▶ PASSAGE
Research Notes
Assessing the impact of life-style modification education on knowledge and behavior changes in gastroesophageal reflux disease patients on proton pump inhibitors
Kristen N. Finley, PharmD; Martin R. Giannamore, PharmD, BCPS; Marialice S. Bennett, BPhram, FAPhA; Laura E. Hall, PhramD, BCPS
J Am Pharm Assoc (2003) 2009;49:544-548. doi:10.1331/JAPhA.2009.08004


Objectives  To assess patients' knowledge of gastroesophageal reflux disease (GERD) lifestyle modifications and to identify patients' behaviors associated with GERD management before and after an educational intervention.

Methods  The study was conducted at five indigent health centers in Columbus, OH, from January to May 2007. A total of 30 adult patients with GERD receiving proton pump inhibitor (PPI) therapy were assessed. In both the control and intervention groups, a pretest consisting of 23 questions assessed patients' knowledge regarding GERD and lifestyle modifications. A presurvey consisting of eight questions assessed patients' current behaviors associated with GERD management using both lifestyle modifications and PPIs. The intervention group also received approximately 10 minutes of education on lifestyle modifications. A posttest and postsurvey were given 8 to 12 weeks after the initial session to both groups. Main outcome measures included change in test score for patients in the control versus intervention groups. Outcomes measured on the pre- and postsurvey included source of heartburn information/education, smoking status, trigger foods eaten weekly, frequency of monthly heartburn episodes, and PPI adherence.

▶ ACTIONS TO TAKE
• 1. Write out the part of the GERD abstract from "Research Notes" to "an educational intervention." word for word.
• 2. According to the GERD abstract, what were the pretest and the presurvey each meant to assess? Answer in one to three sentences.
The data after this point are separate material, unrelated to the GERD abstract.

▶ RECORDS SUPPLIED
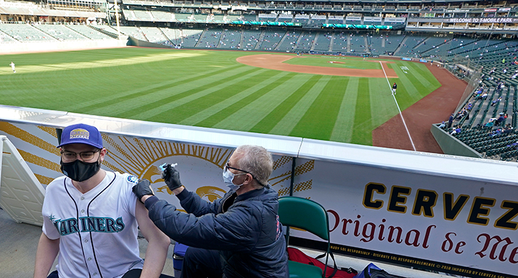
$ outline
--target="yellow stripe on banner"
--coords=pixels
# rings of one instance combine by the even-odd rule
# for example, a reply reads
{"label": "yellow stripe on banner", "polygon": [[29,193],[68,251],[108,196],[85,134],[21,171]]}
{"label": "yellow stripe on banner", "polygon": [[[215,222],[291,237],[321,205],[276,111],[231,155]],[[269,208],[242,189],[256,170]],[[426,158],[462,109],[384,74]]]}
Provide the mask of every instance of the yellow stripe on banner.
{"label": "yellow stripe on banner", "polygon": [[[57,139],[57,132],[56,132],[56,129],[54,127],[38,127],[39,129],[41,129],[42,131],[52,135],[52,136],[55,137],[56,139]],[[57,142],[57,141],[56,141]]]}
{"label": "yellow stripe on banner", "polygon": [[35,176],[36,176],[36,178],[39,180],[39,183],[42,185],[48,185],[49,183],[50,183],[51,181],[54,180],[54,178],[49,178],[48,176],[41,176],[38,174],[35,174]]}
{"label": "yellow stripe on banner", "polygon": [[59,156],[59,150],[56,148],[56,146],[50,144],[37,136],[30,134],[30,133],[7,122],[0,122],[0,130],[19,139],[21,139],[30,145],[39,147],[50,153]]}
{"label": "yellow stripe on banner", "polygon": [[50,160],[48,160],[39,156],[35,156],[32,154],[29,154],[27,151],[22,151],[21,149],[19,149],[18,151],[20,153],[20,155],[21,155],[21,157],[23,158],[23,159],[29,163],[41,166],[43,167],[50,169],[58,172],[61,172],[61,166],[57,163],[55,163]]}

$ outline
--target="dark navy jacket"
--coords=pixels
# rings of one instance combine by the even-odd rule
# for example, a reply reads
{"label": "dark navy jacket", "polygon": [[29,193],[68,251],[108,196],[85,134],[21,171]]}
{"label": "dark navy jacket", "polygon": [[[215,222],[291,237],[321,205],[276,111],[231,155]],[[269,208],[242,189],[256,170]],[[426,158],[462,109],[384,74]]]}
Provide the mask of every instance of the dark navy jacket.
{"label": "dark navy jacket", "polygon": [[268,187],[209,203],[184,189],[177,196],[189,213],[153,196],[149,218],[173,240],[220,250],[224,277],[289,277],[286,241],[277,215],[276,192]]}

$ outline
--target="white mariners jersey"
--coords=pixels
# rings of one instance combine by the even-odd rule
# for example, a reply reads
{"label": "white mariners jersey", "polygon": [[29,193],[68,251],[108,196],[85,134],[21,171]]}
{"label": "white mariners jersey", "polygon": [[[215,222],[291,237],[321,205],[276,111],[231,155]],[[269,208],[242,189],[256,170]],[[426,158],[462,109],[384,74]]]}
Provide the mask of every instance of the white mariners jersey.
{"label": "white mariners jersey", "polygon": [[43,232],[59,239],[59,277],[119,277],[142,268],[135,216],[137,177],[106,172],[97,186],[81,193],[62,176],[46,188]]}

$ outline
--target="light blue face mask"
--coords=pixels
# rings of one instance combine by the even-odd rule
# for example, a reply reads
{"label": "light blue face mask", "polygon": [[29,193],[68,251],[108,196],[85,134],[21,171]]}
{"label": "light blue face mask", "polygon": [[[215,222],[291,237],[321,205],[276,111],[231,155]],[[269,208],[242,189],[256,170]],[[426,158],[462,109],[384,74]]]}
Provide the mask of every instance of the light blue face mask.
{"label": "light blue face mask", "polygon": [[239,185],[235,185],[233,183],[232,183],[232,180],[233,180],[234,177],[236,176],[241,176],[241,175],[246,175],[246,174],[233,174],[228,169],[225,168],[225,169],[223,170],[223,181],[224,181],[225,185],[230,188],[231,190],[236,191],[239,189],[239,187],[241,187],[243,184],[240,184]]}

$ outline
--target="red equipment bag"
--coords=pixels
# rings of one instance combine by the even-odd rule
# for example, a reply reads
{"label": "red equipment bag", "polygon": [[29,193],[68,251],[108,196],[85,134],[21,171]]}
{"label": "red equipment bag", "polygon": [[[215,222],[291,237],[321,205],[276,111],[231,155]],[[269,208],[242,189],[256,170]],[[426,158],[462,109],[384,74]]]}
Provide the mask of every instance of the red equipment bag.
{"label": "red equipment bag", "polygon": [[[333,259],[334,266],[327,266],[327,269],[325,270],[325,275],[324,275],[326,278],[352,278],[358,273],[356,270],[351,268],[341,268],[340,269],[338,269],[336,266],[336,262],[334,261],[334,255],[333,255],[333,253],[332,253],[331,251],[329,251],[329,255],[331,256],[331,258]],[[318,266],[322,269],[323,272],[324,271],[325,265],[323,262],[318,261],[318,259],[323,258],[325,256],[325,253],[318,255],[316,258],[311,258],[297,248],[288,247],[288,259],[298,263]]]}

▶ ANSWERS
• 1.
Research Notes
Assessing the impact of life-style modification education on knowledge and behavior changes in gastroesophageal reflux disease patients on proton pump inhibitors
Kristen N. Finley, PharmD; Martin R. Giannamore, PharmD, BCPS; Marialice S. Bennett, BPhram, FAPhA; Laura E. Hall, PhramD, BCPS
J Am Pharm Assoc (2003) 2009;49:544-548. doi:10.1331/JAPhA.2009.08004


Objectives  To assess patients' knowledge of gastroesophageal reflux disease (GERD) lifestyle modifications and to identify patients' behaviors associated with GERD management before and after an educational intervention.

• 2. The 23-question pretest assessed patients' knowledge about GERD and lifestyle modifications. The eight-question presurvey assessed patients' current behaviors for managing GERD with lifestyle modifications and PPIs.